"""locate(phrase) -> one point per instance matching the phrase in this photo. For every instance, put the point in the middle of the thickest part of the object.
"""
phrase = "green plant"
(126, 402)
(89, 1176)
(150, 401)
────────────────
PROBLEM REQUIREMENTS> Word for word, print every line above.

TASK RESULT>
"""locate(phrase) -> one point per instance matching the phrase in this photo. For every instance, put the point in the middle of the thickest part of the object.
"""
phrase = "green plant"
(126, 402)
(89, 1176)
(150, 401)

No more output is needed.